— BEGIN —

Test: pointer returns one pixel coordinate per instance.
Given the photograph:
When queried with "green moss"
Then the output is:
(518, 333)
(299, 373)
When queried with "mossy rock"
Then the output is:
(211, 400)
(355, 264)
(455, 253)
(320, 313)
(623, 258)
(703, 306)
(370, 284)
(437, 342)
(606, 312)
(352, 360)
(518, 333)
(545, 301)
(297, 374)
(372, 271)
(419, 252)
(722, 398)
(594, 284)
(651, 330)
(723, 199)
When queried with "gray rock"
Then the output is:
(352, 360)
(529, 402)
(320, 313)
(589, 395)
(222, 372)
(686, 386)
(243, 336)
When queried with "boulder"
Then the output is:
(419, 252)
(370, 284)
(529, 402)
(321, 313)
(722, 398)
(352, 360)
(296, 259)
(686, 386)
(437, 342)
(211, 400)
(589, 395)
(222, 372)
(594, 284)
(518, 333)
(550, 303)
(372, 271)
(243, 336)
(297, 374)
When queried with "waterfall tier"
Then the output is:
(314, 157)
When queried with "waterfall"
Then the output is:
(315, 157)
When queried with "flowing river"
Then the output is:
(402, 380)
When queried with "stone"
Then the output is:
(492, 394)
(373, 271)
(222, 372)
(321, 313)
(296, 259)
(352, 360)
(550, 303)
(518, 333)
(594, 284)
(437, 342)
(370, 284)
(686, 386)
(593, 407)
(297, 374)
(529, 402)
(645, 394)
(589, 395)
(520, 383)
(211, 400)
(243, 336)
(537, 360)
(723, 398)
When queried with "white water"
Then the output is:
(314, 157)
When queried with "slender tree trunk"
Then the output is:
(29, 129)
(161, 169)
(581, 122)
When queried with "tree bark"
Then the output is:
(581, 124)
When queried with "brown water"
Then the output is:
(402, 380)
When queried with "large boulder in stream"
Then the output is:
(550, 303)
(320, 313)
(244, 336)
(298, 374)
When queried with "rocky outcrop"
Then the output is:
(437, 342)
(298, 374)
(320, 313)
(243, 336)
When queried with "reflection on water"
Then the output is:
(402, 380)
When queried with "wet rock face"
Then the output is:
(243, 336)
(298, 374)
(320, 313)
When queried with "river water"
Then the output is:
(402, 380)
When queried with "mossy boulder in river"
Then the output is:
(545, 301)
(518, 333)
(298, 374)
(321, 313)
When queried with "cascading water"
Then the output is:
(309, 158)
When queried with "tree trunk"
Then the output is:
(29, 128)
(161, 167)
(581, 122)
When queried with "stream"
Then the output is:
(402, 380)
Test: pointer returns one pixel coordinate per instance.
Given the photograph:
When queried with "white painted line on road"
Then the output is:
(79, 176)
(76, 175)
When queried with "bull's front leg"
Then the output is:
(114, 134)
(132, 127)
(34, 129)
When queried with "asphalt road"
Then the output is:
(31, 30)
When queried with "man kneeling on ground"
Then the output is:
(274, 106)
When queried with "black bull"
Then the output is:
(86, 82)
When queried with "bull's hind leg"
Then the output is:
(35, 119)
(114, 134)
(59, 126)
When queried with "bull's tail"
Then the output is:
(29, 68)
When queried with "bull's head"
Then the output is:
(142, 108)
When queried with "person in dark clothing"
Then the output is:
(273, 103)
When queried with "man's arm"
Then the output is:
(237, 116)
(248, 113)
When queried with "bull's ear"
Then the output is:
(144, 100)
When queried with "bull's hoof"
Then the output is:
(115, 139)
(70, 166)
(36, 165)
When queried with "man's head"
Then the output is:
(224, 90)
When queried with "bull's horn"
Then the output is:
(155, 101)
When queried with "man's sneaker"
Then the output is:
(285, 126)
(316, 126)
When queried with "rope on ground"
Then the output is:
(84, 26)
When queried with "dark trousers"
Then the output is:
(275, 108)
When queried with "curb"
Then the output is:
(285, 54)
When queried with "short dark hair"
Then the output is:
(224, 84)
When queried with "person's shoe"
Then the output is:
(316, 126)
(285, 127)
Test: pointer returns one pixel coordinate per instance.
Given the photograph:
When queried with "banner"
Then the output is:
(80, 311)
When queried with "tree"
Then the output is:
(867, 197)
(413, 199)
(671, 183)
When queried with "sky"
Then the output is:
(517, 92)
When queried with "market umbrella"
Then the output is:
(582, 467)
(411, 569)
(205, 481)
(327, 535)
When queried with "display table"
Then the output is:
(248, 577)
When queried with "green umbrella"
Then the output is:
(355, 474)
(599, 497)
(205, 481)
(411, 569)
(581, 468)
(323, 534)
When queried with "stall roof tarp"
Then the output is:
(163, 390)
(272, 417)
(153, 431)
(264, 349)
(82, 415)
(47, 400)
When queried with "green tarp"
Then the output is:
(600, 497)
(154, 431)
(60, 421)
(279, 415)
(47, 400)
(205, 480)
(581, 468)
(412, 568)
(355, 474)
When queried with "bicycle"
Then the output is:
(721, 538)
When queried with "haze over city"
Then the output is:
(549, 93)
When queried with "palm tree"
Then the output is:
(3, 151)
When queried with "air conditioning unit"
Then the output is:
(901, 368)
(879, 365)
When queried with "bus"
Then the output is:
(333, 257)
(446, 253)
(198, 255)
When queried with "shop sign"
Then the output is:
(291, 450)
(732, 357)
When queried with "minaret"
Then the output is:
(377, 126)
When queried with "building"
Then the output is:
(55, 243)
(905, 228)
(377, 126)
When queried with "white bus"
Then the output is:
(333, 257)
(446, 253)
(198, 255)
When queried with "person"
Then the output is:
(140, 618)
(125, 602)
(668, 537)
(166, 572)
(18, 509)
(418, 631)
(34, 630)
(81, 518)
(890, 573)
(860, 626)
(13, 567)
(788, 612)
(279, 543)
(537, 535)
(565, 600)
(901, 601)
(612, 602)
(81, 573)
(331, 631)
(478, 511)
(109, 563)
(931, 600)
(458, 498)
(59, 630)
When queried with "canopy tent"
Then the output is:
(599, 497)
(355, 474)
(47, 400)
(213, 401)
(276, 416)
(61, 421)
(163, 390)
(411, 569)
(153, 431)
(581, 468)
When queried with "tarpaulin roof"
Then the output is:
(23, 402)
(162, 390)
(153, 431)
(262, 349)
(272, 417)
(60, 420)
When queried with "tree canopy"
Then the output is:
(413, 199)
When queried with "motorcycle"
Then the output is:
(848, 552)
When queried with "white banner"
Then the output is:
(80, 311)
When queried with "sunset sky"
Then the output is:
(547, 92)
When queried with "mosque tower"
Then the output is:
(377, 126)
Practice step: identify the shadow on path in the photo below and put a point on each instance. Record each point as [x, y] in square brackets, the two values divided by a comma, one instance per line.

— END —

EXERCISE INSTRUCTIONS.
Recopy the entries above exactly, with every line included.

OUTPUT BELOW.
Test: pointer returns one pixel coordinate per instance.
Given the photograph:
When queried with "green moss"
Then the output is:
(518, 333)
(299, 373)
When queried with "mossy rock"
Then the output is:
(211, 400)
(355, 264)
(455, 253)
(320, 313)
(623, 258)
(703, 306)
(370, 284)
(437, 342)
(606, 312)
(352, 360)
(518, 333)
(545, 301)
(297, 374)
(372, 271)
(419, 252)
(722, 398)
(594, 284)
(651, 330)
(723, 199)
When queried with "gray rock"
Then the output is:
(352, 360)
(529, 402)
(320, 313)
(589, 395)
(222, 372)
(686, 386)
(243, 336)
When queried with "boulder"
Then the output is:
(419, 252)
(370, 284)
(529, 402)
(321, 313)
(722, 398)
(352, 360)
(296, 259)
(686, 386)
(437, 342)
(211, 400)
(589, 395)
(222, 372)
(594, 284)
(518, 333)
(550, 303)
(372, 271)
(243, 336)
(297, 374)
When queried with "waterfall tier"
Then the output is:
(314, 157)
When queried with "waterfall"
Then the output is:
(315, 157)
When queried with "flowing river"
Then the output is:
(402, 380)
When queried with "stone"
Then the output is:
(492, 394)
(373, 271)
(222, 372)
(321, 313)
(296, 259)
(352, 360)
(550, 303)
(518, 333)
(594, 284)
(437, 342)
(370, 284)
(686, 386)
(593, 407)
(297, 374)
(529, 402)
(645, 394)
(589, 395)
(520, 383)
(211, 400)
(243, 336)
(537, 360)
(723, 398)
When queried with "white water"
Then the output is:
(314, 157)
When queried with "slender tree trunk"
Then the output is:
(29, 129)
(161, 169)
(581, 122)
When queried with "tree bark"
Then the output is:
(581, 124)
When queried with "brown water"
Then the output is:
(402, 380)
When queried with "large boulder in stream"
Then the output is:
(550, 303)
(320, 313)
(244, 336)
(298, 374)
When queried with "rocky outcrop"
Then the output is:
(437, 342)
(298, 374)
(320, 313)
(243, 336)
When queried with "reflection on water"
Then the output is:
(402, 380)
When queried with "wet rock face"
Then the output is:
(243, 336)
(298, 374)
(320, 313)
When queried with "river water"
Then the output is:
(402, 380)
When queried with "mossy boulder in river"
Then the output is:
(545, 301)
(518, 333)
(298, 374)
(321, 313)
When queried with "cascading water"
Then the output is:
(309, 158)
When queried with "tree trunk"
Then the output is:
(29, 128)
(161, 167)
(581, 122)
When queried with "stream"
Then the output is:
(402, 380)
Test: pointer returns one pixel coordinate per instance.
Given the photograph:
When queried with "white painted line on road"
Then the output is:
(79, 176)
(76, 175)
When queried with "bull's front leg"
Then the output is:
(114, 134)
(132, 127)
(34, 129)
When queried with "asphalt road"
Then the output is:
(31, 30)
When queried with "man kneeling on ground"
Then the output is:
(274, 106)
When queried with "black bull"
Then the output is:
(86, 82)
When queried with "bull's hind leg"
Then the output is:
(35, 119)
(114, 134)
(59, 126)
When queried with "bull's tail"
Then the output is:
(29, 68)
When queried with "bull's head"
Then the output is:
(142, 108)
When queried with "person in dark clothing"
Then the output is:
(273, 103)
When queried with "man's arm"
Then the output is:
(237, 116)
(248, 113)
When queried with "bull's ear"
Then the output is:
(144, 100)
When queried with "bull's hoof"
Then the output is:
(115, 139)
(70, 166)
(36, 165)
When queried with "man's head"
Then the output is:
(224, 90)
When queried with "bull's horn"
Then the output is:
(155, 101)
When queried with "man's sneaker"
Then the output is:
(285, 126)
(316, 126)
When queried with "rope on ground"
Then the output is:
(84, 26)
When queried with "dark trousers"
Then the output is:
(275, 108)
When queried with "curb"
Then the output is:
(285, 54)
When queried with "short dark hair"
Then the output is:
(224, 84)
When queried with "person's shoe"
Then the output is:
(316, 126)
(285, 127)
Test: pointer returns one pixel coordinate per instance.
Given the photograph:
When queried with "banner"
Then the output is:
(80, 311)
When queried with "tree"
Then the output is:
(867, 197)
(413, 199)
(671, 183)
When queried with "sky"
Then the output is:
(517, 92)
When queried with "market umbrella"
Then the output is:
(582, 467)
(411, 569)
(205, 481)
(327, 535)
When queried with "display table"
Then the output is:
(248, 577)
When queried with "green umbrella"
Then the output is:
(355, 474)
(599, 497)
(205, 481)
(411, 569)
(581, 468)
(323, 534)
When queried with "stall roof tarp"
Then the output is:
(163, 390)
(272, 417)
(153, 431)
(264, 349)
(82, 415)
(47, 400)
When queried with "green tarp"
Then the output is:
(600, 497)
(154, 431)
(60, 421)
(279, 415)
(47, 400)
(205, 480)
(581, 468)
(412, 568)
(355, 474)
When queried with "bicycle"
Then the output is:
(721, 538)
When queried with "haze over city"
Then the output is:
(549, 93)
When queried with "palm tree"
Then the output is:
(3, 151)
When queried with "air conditioning unit"
Then the output is:
(901, 368)
(879, 365)
When queried with "bus"
Then the output is:
(333, 257)
(446, 253)
(198, 255)
When queried with "shop sign"
Then the output is:
(291, 450)
(732, 357)
When queried with "minaret"
Then the output is:
(377, 126)
When queried with "building"
Then the output is:
(55, 243)
(905, 228)
(377, 126)
When queried with "white bus"
Then the output is:
(333, 257)
(446, 253)
(198, 255)
When queried with "person"
Then the output is:
(140, 618)
(125, 602)
(668, 537)
(166, 572)
(18, 509)
(418, 631)
(34, 630)
(81, 518)
(890, 573)
(860, 626)
(13, 567)
(788, 612)
(279, 543)
(537, 535)
(565, 600)
(901, 601)
(612, 602)
(81, 573)
(331, 631)
(478, 511)
(109, 563)
(931, 600)
(458, 498)
(59, 630)
When queried with "canopy tent"
Then the output is:
(599, 497)
(355, 474)
(47, 400)
(213, 401)
(276, 416)
(61, 421)
(163, 390)
(411, 569)
(153, 431)
(581, 468)
When queried with "tarpaulin roof"
Then the output is:
(23, 402)
(162, 390)
(153, 431)
(262, 349)
(272, 417)
(60, 420)
When queried with "tree canopy"
Then the output is:
(413, 199)
When queried with "motorcycle"
Then the output is:
(848, 552)
When queried with "white banner"
Then the output is:
(80, 311)
When queried with "sunset sky"
Then the output is:
(547, 92)
When queried with "mosque tower"
Then the output is:
(377, 126)
Practice step: identify the shadow on path in the photo below and put a point on each instance. Record each point as [x, y] in square brackets, the two values divided by a comma, one instance per line.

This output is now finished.